§ VORGEGEBENER TEXT
——
Du sagst es wären Grüne Schwimmalgen vorhanden,die nehmen denFadenalgen das Licht.Grünalgen bedeutet keine Fadenalgen.
Hast Du klares Wasser vermehren sich die Fadenalgen.__ senke den Phosphatwert,binde Schwermetalle,reinige den Filter und kescher Dreck ab,dann wird der Teich sich allmählich einfahren.Achte darauf,das Du den Bestand an Fischen bei der Teichgröße gering hälst.die geben nähmlich auch Algenfutter ab.Außerdem setz mal ordentlich Pflanzen ein,die holen auch Nähstoffe aus dem Wasser.Verwende für die Pflanzen kein Substrat und spüle die Wurzelballen vorher blitzblank.das einzige was ich empfehle ist Sand aus der Kieskuhle und den gespült verwenden


----------



## Christine (30. Mai 2014)

Hallo Bene,
wahrscheinlich fütterst Du auch? Ich hab hier etwas Lesestoff für Dich.


----------



## Bene Benassi (30. Mai 2014)

Was meinst du mit ständig reinigen ? Ein mal die Woche ?

An was liegt es das die Bakterien sterben, mangelnder Sauerstoff oder mangelde Nahrung ?


----------



## Bene Benassi (30. Mai 2014)

So ...

War heute beim OBI und habe das Wasser untersuchen lassen, es hat ergeben dass ein zu hoher Carbonatwert im Wasser ist was aber nicht weiter schlimm ist. (kommt warscheinlich von unserem hartem Wasser). Nicht desto trotz hat mir die freundliche Dame ein Bakterienstarter in flüssiger Form mitgegeben. Habe jetzt die geforderte Menge (33mL) in den Filter gegeben.
*Was haltet ihr davon die Microorganisemen im Filter übernacht mit Sauerstoff aus der Luftpumpe die sowieso 24h läuft zu Versorgen ?*

So muss ja die Filterpumpe nicht durchlaufen, was jetzt sowieso nicht möglich ist und Im besten Fall 12h am Tag geht.

Grüße
Bene


----------



## Nori (30. Mai 2014)

Die meisten Leute hier halten nichts davon - die sagen die Filterpumpe muss 24h durchlaufen.
Ich hab das noch nie gemacht - bei mir läuft in der Saison seit nunmehr 8 Jahren die Filterpumpe von ca. 6.30 Uhr bis 22.00 Uhr - mit einer halbstündigen Überschneidung läuft dann nachts eine Luftpumpe die über insgesamt 4 Ausströmer meinen Schwammfilter und den Biofilter versorgt.
——
§ SCHRIFTLICHE ANWEISUNG 1
Stimmen die folgenden Aussagen mit dem Text über den Gartenteich überein? Beantworte jede mit Ja oder Nein und zitiere die entscheidenden Worte wörtlich. (a) Die Wasseruntersuchung bei OBI ergab einen zu hohen Carbonatwert. (b) Bene hat 50 mL Bakterienstarter in den Filter gegeben. (c) Bei Nori läuft die Filterpumpe in der Saison rund um die Uhr.
Der Text und die Datensätze stammen aus unterschiedlichen Quellen.

§ DATENSÄTZE ZUR AUFGABE
——
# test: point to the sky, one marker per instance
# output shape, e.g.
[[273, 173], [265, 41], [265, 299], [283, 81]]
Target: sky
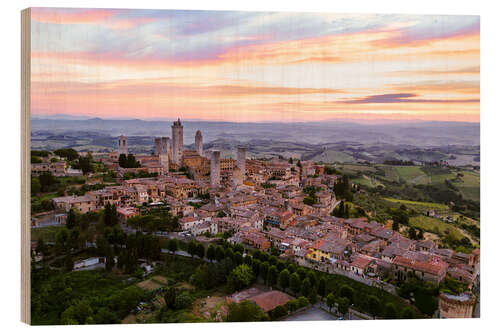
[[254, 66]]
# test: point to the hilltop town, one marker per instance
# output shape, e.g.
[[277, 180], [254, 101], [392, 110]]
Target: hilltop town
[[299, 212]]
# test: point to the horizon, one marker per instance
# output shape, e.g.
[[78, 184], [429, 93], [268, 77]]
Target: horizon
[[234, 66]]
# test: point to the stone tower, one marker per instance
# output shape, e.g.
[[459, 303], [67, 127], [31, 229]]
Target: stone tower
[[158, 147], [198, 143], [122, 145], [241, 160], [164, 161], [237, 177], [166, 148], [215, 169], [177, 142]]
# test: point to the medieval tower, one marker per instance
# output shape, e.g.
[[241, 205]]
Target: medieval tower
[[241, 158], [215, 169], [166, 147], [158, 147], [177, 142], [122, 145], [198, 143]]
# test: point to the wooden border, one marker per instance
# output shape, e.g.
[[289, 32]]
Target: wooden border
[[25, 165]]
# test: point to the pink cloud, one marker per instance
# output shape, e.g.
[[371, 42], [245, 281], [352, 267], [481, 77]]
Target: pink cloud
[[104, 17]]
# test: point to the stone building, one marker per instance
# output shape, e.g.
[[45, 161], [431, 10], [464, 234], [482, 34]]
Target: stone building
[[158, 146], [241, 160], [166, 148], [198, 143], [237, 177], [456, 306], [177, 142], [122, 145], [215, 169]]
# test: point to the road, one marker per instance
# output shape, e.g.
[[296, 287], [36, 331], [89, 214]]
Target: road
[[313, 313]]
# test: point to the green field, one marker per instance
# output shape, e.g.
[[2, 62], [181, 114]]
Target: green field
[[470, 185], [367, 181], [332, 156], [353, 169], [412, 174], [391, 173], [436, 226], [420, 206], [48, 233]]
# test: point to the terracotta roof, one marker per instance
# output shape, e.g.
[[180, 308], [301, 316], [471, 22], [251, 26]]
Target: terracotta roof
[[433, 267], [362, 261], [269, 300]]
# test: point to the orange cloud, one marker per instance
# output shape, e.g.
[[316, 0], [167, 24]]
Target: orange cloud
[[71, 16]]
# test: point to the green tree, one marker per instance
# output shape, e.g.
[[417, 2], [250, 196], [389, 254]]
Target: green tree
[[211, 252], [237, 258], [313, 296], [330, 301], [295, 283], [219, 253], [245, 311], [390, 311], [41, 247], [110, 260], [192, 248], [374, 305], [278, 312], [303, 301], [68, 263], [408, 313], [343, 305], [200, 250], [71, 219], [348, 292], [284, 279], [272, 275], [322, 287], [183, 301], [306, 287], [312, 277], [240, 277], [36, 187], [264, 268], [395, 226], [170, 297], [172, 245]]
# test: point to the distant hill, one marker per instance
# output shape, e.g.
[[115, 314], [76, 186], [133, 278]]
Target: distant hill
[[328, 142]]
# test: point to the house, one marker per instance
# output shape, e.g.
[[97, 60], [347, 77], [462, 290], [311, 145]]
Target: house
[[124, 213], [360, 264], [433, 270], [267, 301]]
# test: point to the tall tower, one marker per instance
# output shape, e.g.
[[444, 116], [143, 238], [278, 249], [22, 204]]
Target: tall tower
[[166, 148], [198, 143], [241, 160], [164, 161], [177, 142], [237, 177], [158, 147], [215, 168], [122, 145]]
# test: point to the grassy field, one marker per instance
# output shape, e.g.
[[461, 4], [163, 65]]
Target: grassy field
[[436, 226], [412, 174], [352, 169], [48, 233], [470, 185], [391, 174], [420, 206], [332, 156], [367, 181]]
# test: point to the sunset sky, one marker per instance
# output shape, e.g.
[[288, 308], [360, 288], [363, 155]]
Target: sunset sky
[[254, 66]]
——
§ SCHRIFTLICHE ANWEISUNG 2
Stelle in den Datensätzen alles von der Zeile mit „# test: point to the medieval“ bis hinunter zur Zeile mit „[[328, 142]]“ als JSON-Liste von Zeichenketten dar, eine Zeichenkette pro Zeile, ohne Leerzeilen.

§ RICHTIGE ANTWORT 1
(a) Ja: „es hat ergeben dass ein zu hoher Carbonatwert im Wasser ist“
(b) Nein: „Habe jetzt die geforderte Menge (33mL) in den Filter gegeben.“
(c) Nein: „bei mir läuft in der Saison seit nunmehr 8 Jahren die Filterpumpe von ca. 6.30 Uhr bis 22.00 Uhr“

§ RICHTIGE ANTWORT 2
[
  "# test: point to the medieval tower, one marker per instance",
  "# output shape, e.g.",
  "[[241, 205]]",
  "Target: medieval tower",
  "[[241, 158], [215, 169], [166, 147], [158, 147], [177, 142], [122, 145], [198, 143]]",
  "# test: point to the wooden border, one marker per instance",
  "# output shape, e.g.",
  "[[289, 32]]",
  "Target: wooden border",
  "[[25, 165]]",
  "# test: point to the pink cloud, one marker per instance",
  "# output shape, e.g.",
  "[[371, 42], [245, 281], [352, 267], [481, 77]]",
  "Target: pink cloud",
  "[[104, 17]]",
  "# test: point to the stone building, one marker per instance",
  "# output shape, e.g.",
  "[[45, 161], [431, 10], [464, 234], [482, 34]]",
  "Target: stone building",
  "[[158, 146], [241, 160], [166, 148], [198, 143], [237, 177], [456, 306], [177, 142], [122, 145], [215, 169]]",
  "# test: point to the road, one marker per instance",
  "# output shape, e.g.",
  "[[296, 287], [36, 331], [89, 214]]",
  "Target: road",
  "[[313, 313]]",
  "# test: point to the green field, one marker per instance",
  "# output shape, e.g.",
  "[[2, 62], [181, 114]]",
  "Target: green field",
  "[[470, 185], [367, 181], [332, 156], [353, 169], [412, 174], [391, 173], [436, 226], [420, 206], [48, 233]]",
  "# test: point to the terracotta roof, one marker per instance",
  "# output shape, e.g.",
  "[[180, 308], [301, 316], [471, 22], [251, 26]]",
  "Target: terracotta roof",
  "[[433, 267], [362, 261], [269, 300]]",
  "# test: point to the orange cloud, one marker per instance",
  "# output shape, e.g.",
  "[[316, 0], [167, 24]]",
  "Target: orange cloud",
  "[[71, 16]]",
  "# test: point to the green tree, one marker per instance",
  "# output shape, e.g.",
  "[[417, 2], [250, 196], [389, 254]]",
  "Target: green tree",
  "[[211, 252], [237, 258], [313, 296], [330, 301], [295, 283], [219, 253], [245, 311], [390, 311], [41, 247], [110, 260], [192, 248], [374, 305], [278, 312], [303, 301], [68, 263], [408, 313], [343, 305], [200, 250], [71, 219], [348, 292], [284, 279], [272, 275], [322, 287], [183, 301], [306, 287], [312, 277], [240, 277], [36, 187], [264, 268], [395, 226], [170, 297], [172, 245]]",
  "# test: point to the distant hill, one marker per instance",
  "# output shape, e.g.",
  "[[115, 314], [76, 186], [133, 278]]",
  "Target: distant hill",
  "[[328, 142]]"
]